Defending the target

Aaron Wright rushes into “Hawaii Five-O” headquarters, with a huge request. He describes the story of the melee that same morning at his office, which left four people dead. He pleads for help from “Hawaii Five-O” because the killers have seen his face.

He actually gave them access to the area by letting them board his elevator. The evil genius terrorizes Tani (Meaghan Rath) that morning in her home, but she takes care of him this time.

In defense of national security and justice, the team agrees to help, but not before inflicting some hurt on the perpetrator who took out “Toast,” the truly good-hearted hacker who helped “Hawaii Five-O” in many a pinch.

Jerry (Jorge Garcia) delivers a blow right to the face, knocking Wright straight to the floor. Wright insisted that because he came to “Hawaii Five-O,” even knowing what he was in for, his intent was validated.

• [PROVIDED RECORDS]
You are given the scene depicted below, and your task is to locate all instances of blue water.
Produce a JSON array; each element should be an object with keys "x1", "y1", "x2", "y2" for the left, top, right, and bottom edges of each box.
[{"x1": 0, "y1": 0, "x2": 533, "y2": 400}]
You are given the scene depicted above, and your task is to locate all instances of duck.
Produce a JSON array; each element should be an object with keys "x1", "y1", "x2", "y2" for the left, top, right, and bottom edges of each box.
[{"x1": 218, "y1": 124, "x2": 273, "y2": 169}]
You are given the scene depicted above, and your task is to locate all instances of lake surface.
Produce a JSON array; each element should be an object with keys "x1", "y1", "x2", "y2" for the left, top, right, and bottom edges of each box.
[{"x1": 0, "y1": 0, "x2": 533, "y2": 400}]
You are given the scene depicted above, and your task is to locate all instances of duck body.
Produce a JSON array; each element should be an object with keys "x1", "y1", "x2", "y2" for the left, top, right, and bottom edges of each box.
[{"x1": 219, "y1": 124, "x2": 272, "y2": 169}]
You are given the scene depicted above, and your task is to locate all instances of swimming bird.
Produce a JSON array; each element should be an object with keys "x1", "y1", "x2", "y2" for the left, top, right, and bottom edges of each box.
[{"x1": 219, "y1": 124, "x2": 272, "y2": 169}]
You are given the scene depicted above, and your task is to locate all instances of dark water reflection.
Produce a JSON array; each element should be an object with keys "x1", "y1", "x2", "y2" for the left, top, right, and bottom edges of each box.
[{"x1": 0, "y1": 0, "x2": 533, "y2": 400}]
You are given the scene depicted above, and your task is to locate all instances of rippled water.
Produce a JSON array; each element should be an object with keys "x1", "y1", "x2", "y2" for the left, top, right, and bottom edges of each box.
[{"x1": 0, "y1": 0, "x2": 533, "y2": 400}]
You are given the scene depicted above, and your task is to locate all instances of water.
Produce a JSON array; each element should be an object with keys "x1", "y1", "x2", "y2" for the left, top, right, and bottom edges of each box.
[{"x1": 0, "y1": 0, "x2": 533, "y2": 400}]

• [CHECK YOUR UNDERSTANDING]
a) In the passage about Aaron Wright, switch "elevator" to "boat" and write out that part again, beginning at the words "Defending the target" and stopping after "many a pinch.".
b) According to the passage about Aaron Wright, how many people died in the melee at his office?
The data has no connection to the passage about Aaron Wright.

• [SOLUTIONS TO THE TASKS]
a)
Defending the target

Aaron Wright rushes into “Hawaii Five-O” headquarters, with a huge request. He describes the story of the melee that same morning at his office, which left four people dead. He pleads for help from “Hawaii Five-O” because the killers have seen his face.

He actually gave them access to the area by letting them board his boat. The evil genius terrorizes Tani (Meaghan Rath) that morning in her home, but she takes care of him this time.

In defense of national security and justice, the team agrees to help, but not before inflicting some hurt on the perpetrator who took out “Toast,” the truly good-hearted hacker who helped “Hawaii Five-O” in many a pinch.

b) Four people